▸ **WHAT TO PRODUCE**
Each entry that follows must be output without any deviation.

▸ **DATA FOR THE TASK**
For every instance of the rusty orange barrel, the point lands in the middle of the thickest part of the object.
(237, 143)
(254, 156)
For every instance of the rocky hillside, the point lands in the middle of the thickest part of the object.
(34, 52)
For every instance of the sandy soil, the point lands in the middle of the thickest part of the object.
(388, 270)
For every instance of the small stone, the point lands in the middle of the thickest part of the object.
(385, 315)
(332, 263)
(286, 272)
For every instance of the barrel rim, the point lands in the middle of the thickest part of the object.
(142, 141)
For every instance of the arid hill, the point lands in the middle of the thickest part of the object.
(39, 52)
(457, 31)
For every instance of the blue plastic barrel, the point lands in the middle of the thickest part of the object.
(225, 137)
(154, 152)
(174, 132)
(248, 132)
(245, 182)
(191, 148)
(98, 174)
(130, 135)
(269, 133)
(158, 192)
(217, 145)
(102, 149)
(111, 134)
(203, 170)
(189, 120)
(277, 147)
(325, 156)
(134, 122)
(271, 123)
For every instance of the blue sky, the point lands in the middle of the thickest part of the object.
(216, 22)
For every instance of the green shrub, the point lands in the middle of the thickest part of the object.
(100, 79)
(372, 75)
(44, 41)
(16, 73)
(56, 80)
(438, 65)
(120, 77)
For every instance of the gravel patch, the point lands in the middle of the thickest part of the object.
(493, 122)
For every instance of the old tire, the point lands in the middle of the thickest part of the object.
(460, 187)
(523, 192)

▸ **COMPLETED EXERCISE**
For every instance of the rusty orange barrel, the point lands in the middle of the thickest part of the object.
(237, 143)
(254, 156)
For every instance of the rocky hillside, the point lands in the middle of the thickest part of the object.
(34, 52)
For every instance of the sandy soil, the point lands in the middle of the thickest part of the object.
(388, 270)
For every instance of the small stone, the point lands in the middle of the thickest part of the object.
(385, 315)
(332, 263)
(286, 272)
For every instance of the barrel rim, the point lands in the middle of the thickest part of the object.
(142, 141)
For every instance of the arid hill, the point lands in the middle of the thickest part of the object.
(39, 52)
(457, 31)
For every instance of the blue plastic barrel, the point lands in the middle of the thickest part of the object.
(225, 137)
(154, 152)
(174, 132)
(248, 132)
(245, 182)
(191, 148)
(98, 174)
(130, 135)
(269, 133)
(158, 192)
(217, 145)
(102, 149)
(111, 134)
(203, 170)
(189, 120)
(277, 147)
(325, 156)
(134, 122)
(271, 123)
For every instance of the blue sky, the point lands in the middle of the thickest part of the object.
(216, 22)
For every instance of the green shrub, the point lands in the middle of the thickest part of the object.
(100, 79)
(372, 75)
(44, 41)
(16, 73)
(56, 80)
(438, 65)
(120, 77)
For every instance of the gravel patch, the point lands in the middle of the thickest part of the object.
(493, 122)
For every instance of the old tire, the point lands in the middle of the thickest part of the object.
(460, 187)
(523, 192)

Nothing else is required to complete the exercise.